(Stored entries)
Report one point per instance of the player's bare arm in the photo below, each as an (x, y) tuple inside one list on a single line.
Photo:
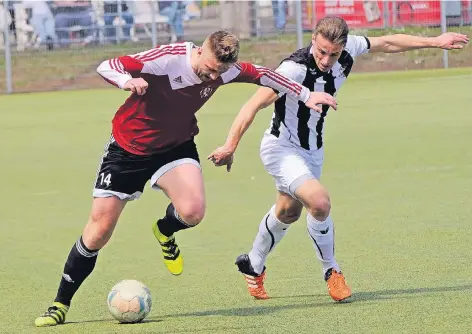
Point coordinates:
[(223, 155), (263, 98), (402, 42), (136, 85)]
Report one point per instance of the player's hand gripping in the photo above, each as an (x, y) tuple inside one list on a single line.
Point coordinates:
[(318, 98), (136, 85), (222, 156), (451, 40)]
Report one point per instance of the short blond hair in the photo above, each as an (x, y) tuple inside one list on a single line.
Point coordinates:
[(333, 28), (224, 46)]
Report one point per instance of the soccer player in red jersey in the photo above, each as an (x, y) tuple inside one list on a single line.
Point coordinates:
[(153, 139)]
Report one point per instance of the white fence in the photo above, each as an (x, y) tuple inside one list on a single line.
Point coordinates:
[(36, 30)]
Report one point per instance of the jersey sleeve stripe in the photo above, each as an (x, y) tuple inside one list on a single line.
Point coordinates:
[(152, 51), (118, 66), (160, 52)]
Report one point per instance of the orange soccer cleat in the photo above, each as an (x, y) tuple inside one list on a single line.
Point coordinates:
[(337, 287), (255, 282)]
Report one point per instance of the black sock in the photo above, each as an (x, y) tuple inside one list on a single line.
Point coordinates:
[(171, 223), (79, 265)]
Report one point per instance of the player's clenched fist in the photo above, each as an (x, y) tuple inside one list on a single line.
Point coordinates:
[(317, 98), (136, 85)]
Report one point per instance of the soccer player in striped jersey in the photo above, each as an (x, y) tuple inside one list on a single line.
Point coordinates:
[(153, 139), (292, 147)]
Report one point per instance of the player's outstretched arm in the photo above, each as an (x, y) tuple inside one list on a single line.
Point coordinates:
[(402, 42), (263, 76), (223, 156)]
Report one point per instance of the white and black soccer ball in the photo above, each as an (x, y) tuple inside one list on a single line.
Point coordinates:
[(129, 301)]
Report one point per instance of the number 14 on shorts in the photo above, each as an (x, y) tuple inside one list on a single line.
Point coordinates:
[(105, 179)]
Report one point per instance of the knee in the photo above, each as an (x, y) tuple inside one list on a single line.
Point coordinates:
[(192, 213), (288, 215), (320, 206), (98, 230)]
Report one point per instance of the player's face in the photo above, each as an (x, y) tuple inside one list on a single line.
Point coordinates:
[(326, 54), (208, 68)]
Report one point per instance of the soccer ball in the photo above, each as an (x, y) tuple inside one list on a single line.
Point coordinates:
[(129, 301)]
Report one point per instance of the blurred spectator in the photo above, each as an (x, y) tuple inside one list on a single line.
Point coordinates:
[(42, 21), (175, 11), (279, 8), (111, 13), (3, 23), (68, 14)]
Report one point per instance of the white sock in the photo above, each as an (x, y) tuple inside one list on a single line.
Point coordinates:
[(322, 235), (271, 231)]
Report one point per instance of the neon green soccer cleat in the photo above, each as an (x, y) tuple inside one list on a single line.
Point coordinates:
[(55, 315), (170, 251)]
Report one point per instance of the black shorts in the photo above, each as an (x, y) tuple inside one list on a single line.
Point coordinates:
[(124, 174)]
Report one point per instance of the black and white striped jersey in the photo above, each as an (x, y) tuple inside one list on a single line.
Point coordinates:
[(291, 118)]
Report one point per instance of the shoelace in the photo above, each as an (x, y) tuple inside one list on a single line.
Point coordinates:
[(171, 246), (338, 280)]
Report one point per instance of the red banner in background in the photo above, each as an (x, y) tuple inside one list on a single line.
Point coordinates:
[(416, 13), (371, 14), (366, 14)]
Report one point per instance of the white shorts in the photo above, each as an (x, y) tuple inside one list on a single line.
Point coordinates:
[(289, 164)]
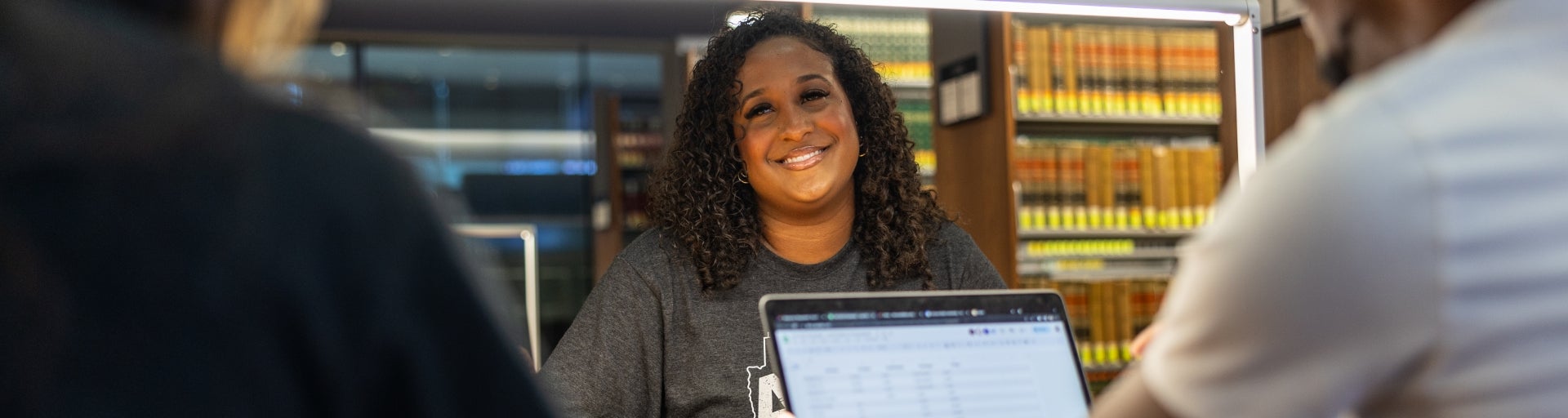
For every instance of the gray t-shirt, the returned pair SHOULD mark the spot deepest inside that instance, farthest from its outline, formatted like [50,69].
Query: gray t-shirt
[648,343]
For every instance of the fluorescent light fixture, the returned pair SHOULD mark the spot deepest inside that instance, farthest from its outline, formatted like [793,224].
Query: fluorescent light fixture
[1249,102]
[1048,8]
[436,136]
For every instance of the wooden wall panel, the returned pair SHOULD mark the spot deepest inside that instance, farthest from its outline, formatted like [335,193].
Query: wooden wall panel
[1291,82]
[974,158]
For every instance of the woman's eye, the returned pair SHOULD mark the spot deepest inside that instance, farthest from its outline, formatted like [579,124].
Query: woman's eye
[758,110]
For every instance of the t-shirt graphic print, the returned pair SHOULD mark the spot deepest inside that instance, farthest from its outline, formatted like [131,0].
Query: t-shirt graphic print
[763,389]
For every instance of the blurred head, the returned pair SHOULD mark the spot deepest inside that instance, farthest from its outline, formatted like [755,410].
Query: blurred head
[775,119]
[253,37]
[1356,37]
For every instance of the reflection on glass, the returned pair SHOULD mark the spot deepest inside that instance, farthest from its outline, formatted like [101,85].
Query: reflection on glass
[497,135]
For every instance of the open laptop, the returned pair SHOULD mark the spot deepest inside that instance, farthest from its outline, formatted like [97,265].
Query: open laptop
[964,354]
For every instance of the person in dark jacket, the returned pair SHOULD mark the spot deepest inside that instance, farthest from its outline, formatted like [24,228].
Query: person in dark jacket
[173,245]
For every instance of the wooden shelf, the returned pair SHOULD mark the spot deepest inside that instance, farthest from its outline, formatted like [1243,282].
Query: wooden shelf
[1140,254]
[1117,119]
[1092,276]
[1099,368]
[1102,233]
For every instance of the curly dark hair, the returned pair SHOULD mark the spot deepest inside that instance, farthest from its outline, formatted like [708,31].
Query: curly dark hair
[712,218]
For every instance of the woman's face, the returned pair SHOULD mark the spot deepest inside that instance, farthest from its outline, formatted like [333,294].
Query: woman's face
[795,129]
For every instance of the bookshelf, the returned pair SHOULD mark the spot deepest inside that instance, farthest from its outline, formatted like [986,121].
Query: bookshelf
[898,39]
[625,163]
[1076,107]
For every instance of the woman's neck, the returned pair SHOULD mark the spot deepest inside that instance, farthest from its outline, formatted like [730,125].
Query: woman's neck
[811,238]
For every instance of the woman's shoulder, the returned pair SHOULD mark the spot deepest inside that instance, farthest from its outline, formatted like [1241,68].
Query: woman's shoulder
[651,252]
[951,235]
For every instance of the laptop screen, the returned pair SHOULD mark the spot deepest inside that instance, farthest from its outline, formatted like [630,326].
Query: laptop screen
[932,356]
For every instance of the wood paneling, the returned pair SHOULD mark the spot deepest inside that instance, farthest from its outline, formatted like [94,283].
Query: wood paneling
[974,158]
[1291,80]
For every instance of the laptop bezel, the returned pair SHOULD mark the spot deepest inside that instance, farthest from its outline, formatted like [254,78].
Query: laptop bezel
[1051,298]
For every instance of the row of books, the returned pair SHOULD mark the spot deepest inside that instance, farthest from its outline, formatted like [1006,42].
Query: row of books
[1147,184]
[1079,69]
[918,119]
[1094,247]
[896,39]
[1106,315]
[635,201]
[639,149]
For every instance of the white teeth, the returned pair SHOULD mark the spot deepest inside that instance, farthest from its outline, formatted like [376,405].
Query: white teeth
[802,158]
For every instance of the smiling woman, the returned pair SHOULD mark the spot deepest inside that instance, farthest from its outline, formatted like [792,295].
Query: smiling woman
[789,172]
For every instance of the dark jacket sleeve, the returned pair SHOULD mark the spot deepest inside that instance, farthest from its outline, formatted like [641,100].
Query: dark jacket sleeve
[424,341]
[610,362]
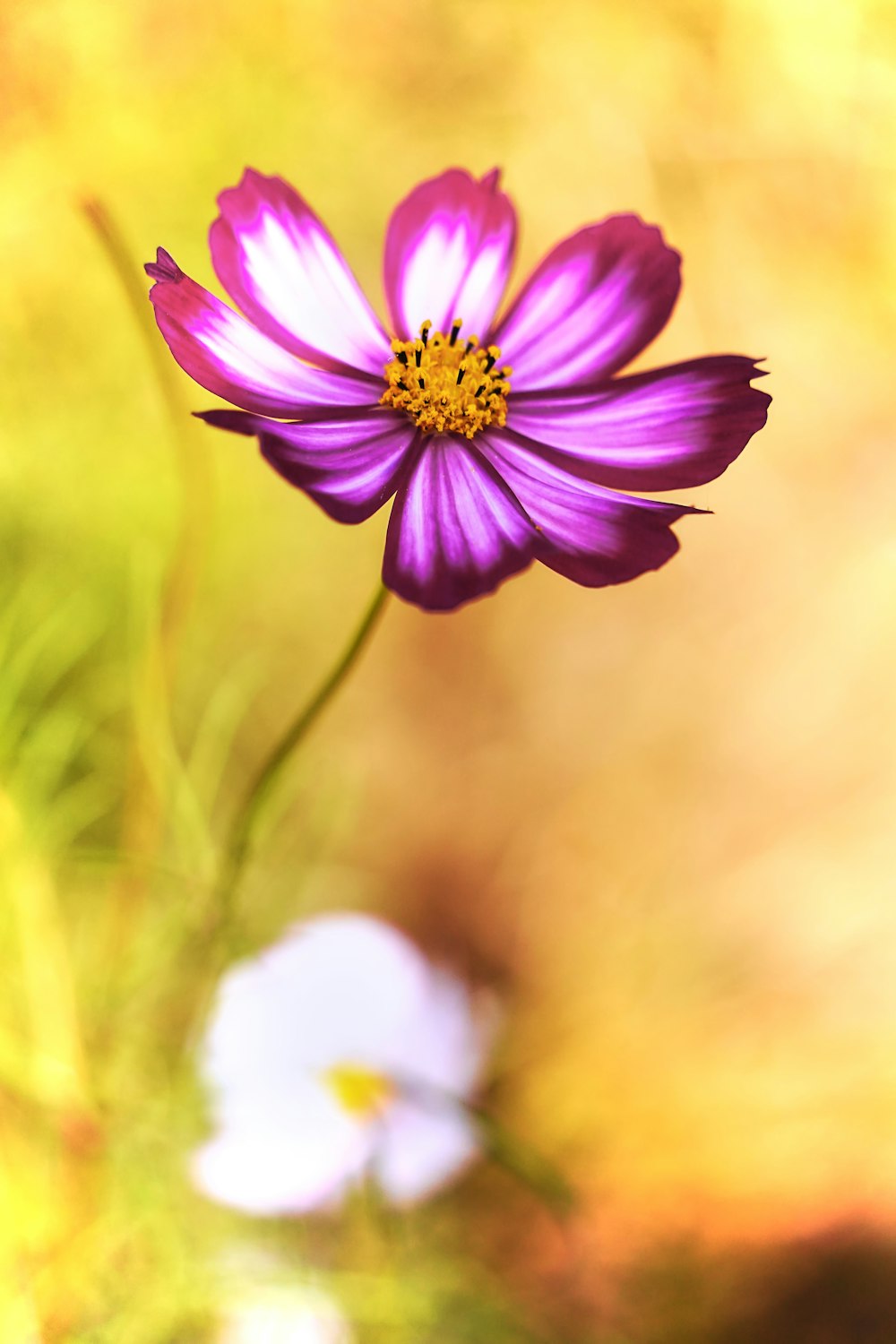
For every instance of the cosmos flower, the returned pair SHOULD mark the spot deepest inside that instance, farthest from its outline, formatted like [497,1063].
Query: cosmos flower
[338,1055]
[503,440]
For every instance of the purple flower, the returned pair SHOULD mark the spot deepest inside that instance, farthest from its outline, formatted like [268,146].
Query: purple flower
[501,441]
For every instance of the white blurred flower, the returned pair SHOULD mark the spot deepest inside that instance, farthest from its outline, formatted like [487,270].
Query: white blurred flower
[339,1054]
[285,1316]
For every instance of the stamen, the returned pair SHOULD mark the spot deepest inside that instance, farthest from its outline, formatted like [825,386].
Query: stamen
[440,400]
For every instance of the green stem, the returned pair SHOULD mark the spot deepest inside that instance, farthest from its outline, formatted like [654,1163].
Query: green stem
[244,830]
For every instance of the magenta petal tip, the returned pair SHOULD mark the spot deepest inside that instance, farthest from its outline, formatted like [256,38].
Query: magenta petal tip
[164,266]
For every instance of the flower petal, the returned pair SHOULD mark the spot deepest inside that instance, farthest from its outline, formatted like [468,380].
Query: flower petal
[591,306]
[280,265]
[228,357]
[277,1169]
[455,530]
[591,535]
[449,249]
[349,464]
[675,426]
[422,1148]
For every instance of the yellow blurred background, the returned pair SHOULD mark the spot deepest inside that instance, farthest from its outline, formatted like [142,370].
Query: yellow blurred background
[659,817]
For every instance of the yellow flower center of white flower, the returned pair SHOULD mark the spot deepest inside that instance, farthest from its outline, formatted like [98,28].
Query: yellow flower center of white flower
[447,386]
[360,1091]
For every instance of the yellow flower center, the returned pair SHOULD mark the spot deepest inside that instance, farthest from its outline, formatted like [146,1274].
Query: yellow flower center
[360,1091]
[447,386]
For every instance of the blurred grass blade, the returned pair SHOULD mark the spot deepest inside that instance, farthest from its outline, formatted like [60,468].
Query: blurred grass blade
[525,1164]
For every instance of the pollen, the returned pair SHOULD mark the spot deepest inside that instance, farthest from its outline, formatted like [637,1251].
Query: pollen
[362,1091]
[446,384]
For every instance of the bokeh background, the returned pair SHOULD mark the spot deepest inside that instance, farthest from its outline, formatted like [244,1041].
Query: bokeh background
[657,819]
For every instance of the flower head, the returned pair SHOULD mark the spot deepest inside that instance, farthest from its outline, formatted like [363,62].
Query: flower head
[285,1316]
[339,1054]
[503,440]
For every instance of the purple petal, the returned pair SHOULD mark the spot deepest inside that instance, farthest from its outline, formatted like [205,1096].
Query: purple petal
[661,430]
[455,530]
[449,249]
[349,465]
[280,265]
[591,306]
[590,535]
[228,357]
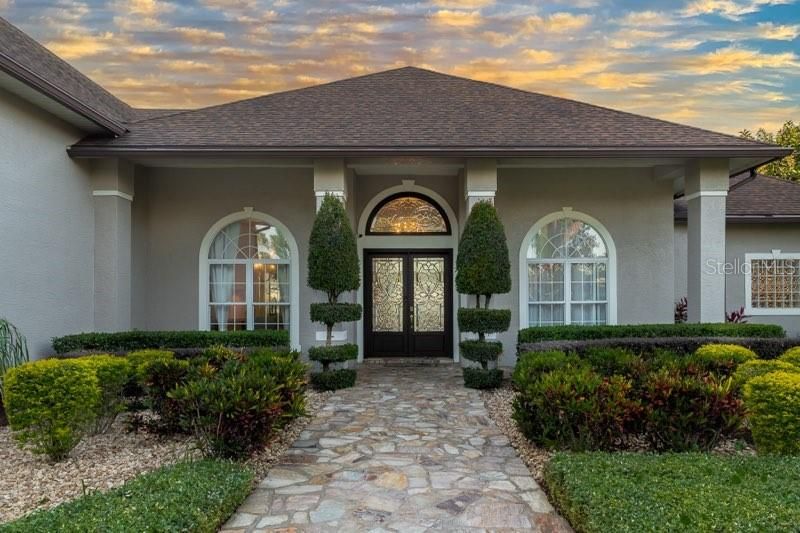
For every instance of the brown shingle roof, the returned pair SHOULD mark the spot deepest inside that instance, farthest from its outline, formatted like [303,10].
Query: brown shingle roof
[415,110]
[758,198]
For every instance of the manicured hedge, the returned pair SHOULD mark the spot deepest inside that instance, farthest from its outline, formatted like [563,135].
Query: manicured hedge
[191,496]
[125,341]
[624,492]
[766,348]
[550,333]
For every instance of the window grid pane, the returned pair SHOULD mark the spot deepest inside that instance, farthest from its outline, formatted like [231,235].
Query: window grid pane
[775,283]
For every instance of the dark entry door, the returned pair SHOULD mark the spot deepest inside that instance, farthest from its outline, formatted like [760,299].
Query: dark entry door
[408,303]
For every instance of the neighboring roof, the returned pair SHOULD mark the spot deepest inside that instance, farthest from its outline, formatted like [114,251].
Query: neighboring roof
[28,61]
[412,110]
[757,198]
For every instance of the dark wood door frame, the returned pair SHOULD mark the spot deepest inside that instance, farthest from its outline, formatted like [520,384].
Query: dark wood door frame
[408,342]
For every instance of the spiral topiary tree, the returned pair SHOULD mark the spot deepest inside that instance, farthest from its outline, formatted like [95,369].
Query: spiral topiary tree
[333,269]
[483,268]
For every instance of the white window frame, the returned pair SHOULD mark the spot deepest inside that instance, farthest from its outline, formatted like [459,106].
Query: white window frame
[610,261]
[748,285]
[204,311]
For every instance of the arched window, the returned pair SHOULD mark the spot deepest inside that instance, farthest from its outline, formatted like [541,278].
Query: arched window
[567,262]
[249,277]
[408,214]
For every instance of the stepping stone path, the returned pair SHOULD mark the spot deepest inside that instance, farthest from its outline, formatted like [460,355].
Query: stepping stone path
[407,449]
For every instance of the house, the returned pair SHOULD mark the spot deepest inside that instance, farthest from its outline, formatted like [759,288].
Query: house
[117,218]
[762,249]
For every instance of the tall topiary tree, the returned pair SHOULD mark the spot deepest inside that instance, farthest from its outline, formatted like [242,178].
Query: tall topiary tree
[333,269]
[483,268]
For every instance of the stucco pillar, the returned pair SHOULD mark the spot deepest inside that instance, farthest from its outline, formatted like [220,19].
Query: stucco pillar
[481,181]
[112,183]
[706,189]
[329,178]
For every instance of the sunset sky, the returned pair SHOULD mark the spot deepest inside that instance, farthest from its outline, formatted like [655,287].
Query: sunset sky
[718,64]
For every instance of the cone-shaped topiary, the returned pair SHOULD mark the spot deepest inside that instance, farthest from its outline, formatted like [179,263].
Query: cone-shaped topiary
[483,269]
[333,269]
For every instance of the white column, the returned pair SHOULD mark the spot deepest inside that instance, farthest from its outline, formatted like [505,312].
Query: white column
[706,190]
[329,179]
[112,183]
[481,181]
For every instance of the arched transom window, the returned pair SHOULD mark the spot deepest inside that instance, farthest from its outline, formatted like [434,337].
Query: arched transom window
[248,277]
[567,262]
[408,214]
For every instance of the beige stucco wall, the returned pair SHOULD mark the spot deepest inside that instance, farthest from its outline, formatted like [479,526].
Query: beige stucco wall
[46,226]
[742,239]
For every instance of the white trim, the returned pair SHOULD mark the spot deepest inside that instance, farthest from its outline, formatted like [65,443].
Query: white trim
[748,286]
[294,271]
[114,192]
[407,241]
[699,194]
[611,274]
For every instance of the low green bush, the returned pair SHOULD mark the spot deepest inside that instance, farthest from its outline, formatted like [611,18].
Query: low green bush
[683,412]
[792,356]
[482,320]
[51,404]
[113,374]
[481,351]
[632,492]
[722,358]
[532,365]
[127,341]
[773,403]
[480,378]
[549,333]
[191,496]
[327,313]
[576,409]
[341,378]
[328,355]
[758,367]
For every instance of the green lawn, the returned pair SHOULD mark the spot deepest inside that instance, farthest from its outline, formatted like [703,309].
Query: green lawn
[621,492]
[192,496]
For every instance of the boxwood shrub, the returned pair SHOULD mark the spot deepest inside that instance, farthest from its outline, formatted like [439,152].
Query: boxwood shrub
[127,341]
[632,492]
[191,496]
[51,404]
[549,333]
[773,402]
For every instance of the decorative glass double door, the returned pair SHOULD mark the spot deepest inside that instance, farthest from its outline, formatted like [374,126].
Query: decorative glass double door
[408,303]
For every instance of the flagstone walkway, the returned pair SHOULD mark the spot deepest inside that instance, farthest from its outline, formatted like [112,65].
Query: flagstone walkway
[409,450]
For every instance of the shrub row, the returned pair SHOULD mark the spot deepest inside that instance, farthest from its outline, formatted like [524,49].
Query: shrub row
[549,333]
[597,401]
[190,496]
[630,493]
[766,348]
[126,341]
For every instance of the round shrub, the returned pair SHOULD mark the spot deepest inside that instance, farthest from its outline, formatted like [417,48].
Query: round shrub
[51,404]
[480,351]
[480,378]
[792,356]
[330,314]
[773,404]
[338,353]
[482,321]
[576,409]
[334,379]
[758,367]
[722,358]
[685,412]
[530,366]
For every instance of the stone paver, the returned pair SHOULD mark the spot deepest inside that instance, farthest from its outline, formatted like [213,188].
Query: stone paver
[407,449]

Work to complete. Find the number of lines in the data above that contain "black". Please give that number alone.

Response box. 4